## YOUR INSTRUCTIONS
Copy each of the following rows word for word, keeping every line intact.
**** RECORDS FOR THIS EXERCISE
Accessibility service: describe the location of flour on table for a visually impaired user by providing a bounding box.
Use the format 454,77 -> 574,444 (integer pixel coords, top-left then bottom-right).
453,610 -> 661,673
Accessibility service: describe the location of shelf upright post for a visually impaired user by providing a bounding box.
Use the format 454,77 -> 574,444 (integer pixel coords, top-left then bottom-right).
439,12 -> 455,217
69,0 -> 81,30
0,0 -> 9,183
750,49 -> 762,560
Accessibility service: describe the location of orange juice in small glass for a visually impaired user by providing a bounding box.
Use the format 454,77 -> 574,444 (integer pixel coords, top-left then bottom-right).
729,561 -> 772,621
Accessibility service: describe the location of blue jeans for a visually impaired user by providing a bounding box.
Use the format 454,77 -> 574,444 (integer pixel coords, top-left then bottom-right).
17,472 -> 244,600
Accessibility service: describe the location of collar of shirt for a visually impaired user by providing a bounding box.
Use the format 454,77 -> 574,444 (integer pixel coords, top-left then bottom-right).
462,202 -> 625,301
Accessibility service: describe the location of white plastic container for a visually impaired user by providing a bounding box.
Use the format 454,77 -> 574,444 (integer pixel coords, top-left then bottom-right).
********
## FULL OUTPUT
Accessibility service: describe the location of flour on table for a visually impaired user by providing a bounding box.
Use the format 454,77 -> 574,444 (integer pixel coords, top-left then bottom-right).
453,610 -> 661,673
Accessibility service: describe the location of shelf upright post for a visually impaired user by providing a bounding box.
Use the format 454,77 -> 574,444 (integer pixel coords, top-left then bottom-right).
439,12 -> 455,217
69,0 -> 81,30
0,0 -> 9,183
750,49 -> 762,560
Accessibility service: describe the location of orange juice in small glass for a visually impaired user by providing a bounding box.
Use the format 454,77 -> 574,444 (integer pixel coords, top-left then bottom-right).
729,561 -> 772,621
Accessibility service: describe the location of blue jeans for a visually impaired user by providing a bounding box.
Use the format 454,77 -> 574,444 (integer pixel coords, top-left then bottom-right).
17,472 -> 244,600
Accessibility service: describe the location of collar of shirt for a visually impaired user by providing a bounding box.
Use the format 454,77 -> 574,444 (integer pixel coords, top-left then bottom-right).
462,202 -> 625,301
Accessibility service: describe the location of white plastic container for a visually impaired user by providing a bounding box.
Use the format 454,77 -> 574,444 (integer pixel coords, top-left then bottom-right).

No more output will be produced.